Exercise prompt: In full and without alteration, print the records below, minus any images.

Photo-based referring expression data:

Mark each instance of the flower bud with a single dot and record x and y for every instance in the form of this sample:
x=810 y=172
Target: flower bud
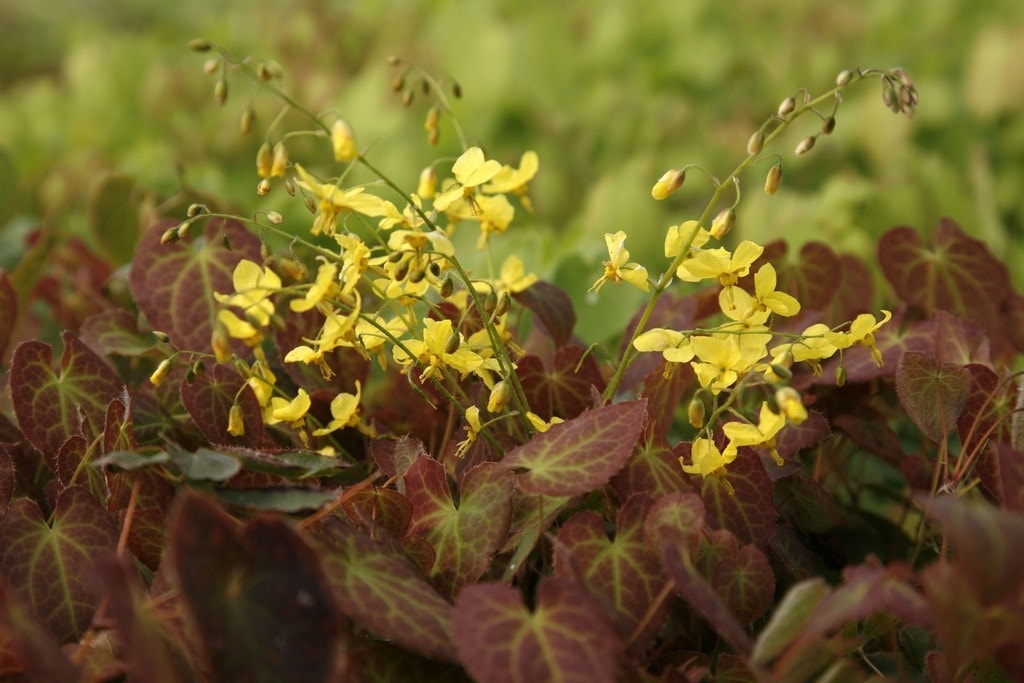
x=500 y=396
x=427 y=187
x=756 y=143
x=723 y=223
x=343 y=141
x=236 y=422
x=786 y=108
x=669 y=182
x=805 y=145
x=774 y=179
x=160 y=374
x=696 y=412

Reply:
Mark each instance of the flower bud with a single dot and record x and y for every instance in the form of this sample:
x=810 y=172
Target: flower bud
x=500 y=396
x=427 y=187
x=756 y=143
x=723 y=223
x=343 y=141
x=236 y=422
x=786 y=108
x=669 y=182
x=805 y=145
x=774 y=179
x=160 y=374
x=696 y=412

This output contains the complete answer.